本文抜粋

県境の駅を象徴するかのように三方を山に囲まれ、
同名の居組集落は北側に800メートル余りも離れていて駅の周辺に人家は無い。
これより西へ向かう線路は、最後の分岐を過ぎると直ちに、
急峻な山肌に小さく開いた陸上(くがみ)トンネルに吸い込まれる。
このような立地故に、此処はいわゆる秘境駅として紹介されることもあるようだ。
ただ、駅は2面3線を有し、行き違いと追い抜きに対応するのみならず、
旅客ホームが跨線橋を挟んで千鳥に配置されているので、構内はゆったりとしていて秘境駅らしからぬ規模である。
これは西隣の東浜駅が戦後開業であり、それまで岩美駅との駅間距離が長かったことを考えれば、
待避容量を大きくする必要があったからとも考えることができる。

抽出した行
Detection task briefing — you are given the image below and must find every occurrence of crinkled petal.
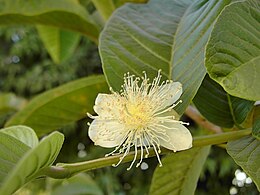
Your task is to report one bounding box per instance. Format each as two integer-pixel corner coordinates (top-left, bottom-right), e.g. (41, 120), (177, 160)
(94, 93), (122, 119)
(88, 119), (125, 148)
(160, 122), (192, 152)
(154, 82), (182, 110)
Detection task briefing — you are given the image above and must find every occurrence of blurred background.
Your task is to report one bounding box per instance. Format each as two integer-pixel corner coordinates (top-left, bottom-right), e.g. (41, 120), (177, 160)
(0, 26), (258, 195)
(0, 1), (259, 195)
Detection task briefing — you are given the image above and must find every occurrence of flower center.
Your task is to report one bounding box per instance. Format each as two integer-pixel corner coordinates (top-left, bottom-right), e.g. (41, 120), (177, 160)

練習問題
1. 本文抜粋によると、居組集落は駅からどの方角に、どれほど離れているか。
2. 本文抜粋のうち、「ただ、駅は2面3線を有し、行き違いと追い抜きに対応するのみならず、」を含む語句で始まり「待避容量を大きくする必要があったからとも考えることができる。」で終わる部分を、「跨線橋」を「地下道」に替えて書き直せ。
行には頼らず、本文抜粋だけを根拠にしてください。

解答例
1. 北側に800メートル余り離れている。

2.
ただ、駅は2面3線を有し、行き違いと追い抜きに対応するのみならず、
旅客ホームが地下道を挟んで千鳥に配置されているので、構内はゆったりとしていて秘境駅らしからぬ規模である。
これは西隣の東浜駅が戦後開業であり、それまで岩美駅との駅間距離が長かったことを考えれば、
待避容量を大きくする必要があったからとも考えることができる。